*** Records to process ***

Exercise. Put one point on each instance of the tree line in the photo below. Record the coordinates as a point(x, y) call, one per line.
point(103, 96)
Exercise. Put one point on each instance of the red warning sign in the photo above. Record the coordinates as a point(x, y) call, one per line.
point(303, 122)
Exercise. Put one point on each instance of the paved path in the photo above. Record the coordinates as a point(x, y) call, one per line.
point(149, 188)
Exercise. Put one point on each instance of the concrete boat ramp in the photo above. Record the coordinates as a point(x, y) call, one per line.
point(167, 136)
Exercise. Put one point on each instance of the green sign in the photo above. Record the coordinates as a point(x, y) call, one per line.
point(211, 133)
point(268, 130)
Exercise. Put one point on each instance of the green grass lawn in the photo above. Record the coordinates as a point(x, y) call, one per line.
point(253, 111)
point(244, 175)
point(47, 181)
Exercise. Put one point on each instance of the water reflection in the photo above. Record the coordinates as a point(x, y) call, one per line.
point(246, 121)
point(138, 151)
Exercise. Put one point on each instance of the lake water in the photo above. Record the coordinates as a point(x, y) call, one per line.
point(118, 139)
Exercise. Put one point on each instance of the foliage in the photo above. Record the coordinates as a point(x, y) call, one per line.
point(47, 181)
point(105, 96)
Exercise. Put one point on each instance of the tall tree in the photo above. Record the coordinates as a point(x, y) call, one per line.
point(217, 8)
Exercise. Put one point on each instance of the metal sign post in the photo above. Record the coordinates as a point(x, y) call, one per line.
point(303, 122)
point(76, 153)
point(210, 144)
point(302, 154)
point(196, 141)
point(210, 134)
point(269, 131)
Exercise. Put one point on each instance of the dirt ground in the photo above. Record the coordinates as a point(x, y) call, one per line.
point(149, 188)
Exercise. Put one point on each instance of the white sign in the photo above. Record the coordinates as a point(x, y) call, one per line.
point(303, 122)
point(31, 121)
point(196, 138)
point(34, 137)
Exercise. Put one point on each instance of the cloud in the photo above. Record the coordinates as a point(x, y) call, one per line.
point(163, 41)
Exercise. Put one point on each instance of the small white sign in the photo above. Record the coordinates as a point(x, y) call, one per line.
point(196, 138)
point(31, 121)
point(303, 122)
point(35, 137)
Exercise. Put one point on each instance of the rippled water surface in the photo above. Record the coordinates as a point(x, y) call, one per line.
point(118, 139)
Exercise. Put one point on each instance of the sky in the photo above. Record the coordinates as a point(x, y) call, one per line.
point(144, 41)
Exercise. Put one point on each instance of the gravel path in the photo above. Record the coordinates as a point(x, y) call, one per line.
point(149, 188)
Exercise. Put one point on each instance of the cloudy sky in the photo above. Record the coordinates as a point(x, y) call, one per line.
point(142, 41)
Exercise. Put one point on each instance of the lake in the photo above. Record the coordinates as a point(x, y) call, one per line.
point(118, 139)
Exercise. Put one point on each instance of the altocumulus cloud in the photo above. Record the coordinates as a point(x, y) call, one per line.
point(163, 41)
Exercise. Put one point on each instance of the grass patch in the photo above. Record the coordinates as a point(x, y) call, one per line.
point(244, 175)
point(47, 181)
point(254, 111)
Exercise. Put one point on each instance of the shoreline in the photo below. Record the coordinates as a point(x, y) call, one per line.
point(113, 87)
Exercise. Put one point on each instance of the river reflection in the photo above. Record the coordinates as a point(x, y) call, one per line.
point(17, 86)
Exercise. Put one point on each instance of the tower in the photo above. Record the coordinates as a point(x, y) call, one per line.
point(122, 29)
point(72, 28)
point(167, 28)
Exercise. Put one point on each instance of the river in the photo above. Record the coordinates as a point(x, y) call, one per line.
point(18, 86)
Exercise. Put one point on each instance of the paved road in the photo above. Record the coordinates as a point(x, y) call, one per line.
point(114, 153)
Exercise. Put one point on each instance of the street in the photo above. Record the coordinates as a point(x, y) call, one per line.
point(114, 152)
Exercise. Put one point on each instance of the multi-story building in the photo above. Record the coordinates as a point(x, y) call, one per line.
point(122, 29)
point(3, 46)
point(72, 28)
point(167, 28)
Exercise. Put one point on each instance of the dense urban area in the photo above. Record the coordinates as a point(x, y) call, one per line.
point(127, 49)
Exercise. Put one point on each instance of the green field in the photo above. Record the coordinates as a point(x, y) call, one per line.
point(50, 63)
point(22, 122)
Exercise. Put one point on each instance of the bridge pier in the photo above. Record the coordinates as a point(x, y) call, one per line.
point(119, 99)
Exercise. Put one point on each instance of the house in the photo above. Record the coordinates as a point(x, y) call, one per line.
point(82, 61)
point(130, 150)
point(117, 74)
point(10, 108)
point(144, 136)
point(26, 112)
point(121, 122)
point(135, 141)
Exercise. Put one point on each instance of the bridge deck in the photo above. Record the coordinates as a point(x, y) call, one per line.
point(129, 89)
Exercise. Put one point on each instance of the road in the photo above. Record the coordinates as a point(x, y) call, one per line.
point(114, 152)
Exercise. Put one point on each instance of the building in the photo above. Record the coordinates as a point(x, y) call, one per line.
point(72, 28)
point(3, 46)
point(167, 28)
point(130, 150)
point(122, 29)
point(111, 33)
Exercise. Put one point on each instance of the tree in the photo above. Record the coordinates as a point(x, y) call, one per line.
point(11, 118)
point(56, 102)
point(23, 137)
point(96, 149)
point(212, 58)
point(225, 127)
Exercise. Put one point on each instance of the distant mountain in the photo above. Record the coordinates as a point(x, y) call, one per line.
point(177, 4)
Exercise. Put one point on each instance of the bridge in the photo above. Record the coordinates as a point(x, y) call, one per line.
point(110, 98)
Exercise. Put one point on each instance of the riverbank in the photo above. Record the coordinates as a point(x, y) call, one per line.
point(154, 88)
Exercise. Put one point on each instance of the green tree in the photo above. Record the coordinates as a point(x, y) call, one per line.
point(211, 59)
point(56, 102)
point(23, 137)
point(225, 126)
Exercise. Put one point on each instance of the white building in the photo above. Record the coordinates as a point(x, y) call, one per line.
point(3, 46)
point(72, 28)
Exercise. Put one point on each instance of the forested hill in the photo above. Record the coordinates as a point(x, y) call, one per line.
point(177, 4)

*** End of Records to process ***

## Problem details
Once more, print all the records exactly.

## Solution to this problem
Exercise. Put one point on each instance of the tree line in the photo below. Record the coordinates as a point(x, y) call, one per line.
point(103, 96)
Exercise. Put one point on each instance of the red warning sign in the photo above. Record the coordinates as a point(x, y) call, one per line.
point(303, 122)
Exercise. Put one point on each instance of the paved path in the photo above. Record the coordinates as a point(x, y) call, one per line.
point(149, 188)
Exercise. Put one point on each instance of the concrete boat ramp in the photo above. Record the coordinates as a point(x, y) call, one per line.
point(167, 136)
Exercise. Put one point on each instance of the green sign in the photo above. Record the coordinates as a point(x, y) call, one per line.
point(211, 133)
point(268, 130)
Exercise. Put one point on each instance of the green grass lawn in the photo above. Record the coordinates as a point(x, y) call, one per line.
point(253, 111)
point(244, 175)
point(47, 181)
Exercise. Put one point on each instance of the water reflection in the photo above. Record the coordinates as a point(x, y) call, one per line.
point(246, 121)
point(138, 151)
Exercise. Put one point on each instance of the lake water in the photo above. Record the coordinates as a point(x, y) call, one per line.
point(118, 139)
Exercise. Put one point on each instance of the foliage in the photo above. Record the coordinates as a point(x, y) call, one per line.
point(47, 181)
point(105, 96)
Exercise. Put one point on each instance of the tall tree in the photo above. Record the coordinates as a point(x, y) call, one per line.
point(217, 8)
Exercise. Put one point on each instance of the metal sign post in the photo above. Record the coordinates as a point(x, y) call, one per line.
point(303, 122)
point(76, 153)
point(210, 144)
point(302, 154)
point(196, 141)
point(210, 134)
point(269, 131)
Exercise. Put one point on each instance of the dirt ground in the photo above. Record the coordinates as a point(x, y) call, one per line.
point(149, 188)
Exercise. Put one point on each instance of the white sign in the photo above. Record the coordinates as a point(x, y) call, one per line.
point(303, 122)
point(31, 121)
point(196, 138)
point(34, 137)
Exercise. Put one point on each instance of the cloud in the photo above. Record the coordinates as a point(x, y) call, one per line.
point(163, 41)
Exercise. Put one point on each instance of the small white sign in the photo above. Record the coordinates as a point(x, y) call, one per line.
point(196, 138)
point(31, 121)
point(303, 122)
point(35, 137)
Exercise. Put one point on each instance of the rippled water surface in the photo above. Record the coordinates as a point(x, y) call, one per line.
point(118, 139)
Exercise. Put one point on each instance of the sky in the photo above. Record the coordinates as a point(x, y) call, one per line.
point(144, 41)
Exercise. Put one point on each instance of the gravel path in the photo above. Record the coordinates as a point(x, y) call, one per line.
point(149, 188)
Exercise. Put one point on each instance of the cloudy sky in the photo above. Record the coordinates as a point(x, y) call, one per line.
point(142, 41)
Exercise. Put one point on each instance of the lake in the photo above. Record the coordinates as a point(x, y) call, one per line.
point(118, 139)
Exercise. Put one point on each instance of the altocumulus cloud in the photo above. Record the coordinates as a point(x, y) call, one per line.
point(163, 41)
Exercise. Put one point on each instance of the grass patch in the photo above. Record the coordinates as a point(x, y) call, one per line.
point(244, 175)
point(47, 181)
point(254, 111)
Exercise. Put one point on each instance of the shoreline in the photo below. Record the coordinates as a point(x, y) call, one per line.
point(113, 87)
Exercise. Put one point on each instance of the river reflection in the photo above. Record the coordinates as a point(x, y) call, one per line.
point(17, 86)
Exercise. Put one point on each instance of the tower in the photo above. Record the coordinates as a point(x, y) call, one per line.
point(122, 29)
point(72, 28)
point(167, 28)
Exercise. Put one point on each instance of the river in the photo above. Record the coordinates as a point(x, y) call, one per line.
point(18, 86)
Exercise. Put one point on each instance of the paved road in the photo above. Record the coordinates as a point(x, y) call, one per line.
point(114, 153)
Exercise. Put one point on each instance of the street in the photo above. Record the coordinates as a point(x, y) call, one per line.
point(114, 152)
Exercise. Put one point on each instance of the multi-story building in the photo above. Record the coordinates as a point(x, y) call, one per line.
point(122, 29)
point(3, 46)
point(72, 28)
point(167, 28)
Exercise. Put one point on each instance of the dense urban area in the photo above. Record the coordinates as a point(x, y) call, one per line.
point(127, 49)
Exercise. Put one point on each instance of the green field in the photo above. Record the coordinates as a point(x, y) call, one per line.
point(50, 63)
point(22, 122)
Exercise. Put one point on each instance of the bridge pier in the photo above. Record the coordinates as a point(x, y) call, one per line.
point(119, 99)
Exercise. Put one point on each instance of the house in the photo above. Record the coordinates as a point(x, y) call, one per line.
point(82, 61)
point(130, 150)
point(117, 74)
point(10, 108)
point(144, 136)
point(26, 112)
point(121, 122)
point(135, 141)
Exercise. Put one point on each instance of the bridge deck in the photo above. Record the coordinates as a point(x, y) call, one per line.
point(129, 89)
Exercise. Put one point on each instance of the road in the photo above. Record the coordinates as a point(x, y) call, one per line.
point(114, 152)
Exercise. Put one point on each instance of the building in the photo above. Record the coordinates as a point(x, y) call, one per line.
point(72, 28)
point(3, 46)
point(167, 28)
point(130, 150)
point(122, 29)
point(111, 33)
Exercise. Put one point on each instance of the tree in the photo above. Record the coordinates as a point(x, y) call, one per line.
point(11, 118)
point(56, 102)
point(23, 137)
point(96, 149)
point(212, 58)
point(225, 127)
Exercise. Put one point on each instance of the distant mountain in the photo above. Record the coordinates as a point(x, y) call, one per line.
point(177, 4)
Exercise. Put one point on each instance of the bridge in the photo above. Record the coordinates as a point(x, y) call, one per line.
point(110, 98)
Exercise. Put one point on each instance of the riverbank in the photo above. Record the coordinates as a point(x, y) call, one per line.
point(154, 88)
Exercise. Put one point on each instance of the green tree in the photo above. Record the coordinates as a point(x, y) call, one per line.
point(211, 59)
point(56, 102)
point(23, 137)
point(225, 126)
Exercise. Put one point on each instance of the white building in the photo above. Record the coordinates as a point(x, y) call, one per line.
point(3, 46)
point(72, 28)
Exercise. Put one point on each instance of the forested hill in the photo above. Record the coordinates as a point(x, y) call, one per line.
point(177, 4)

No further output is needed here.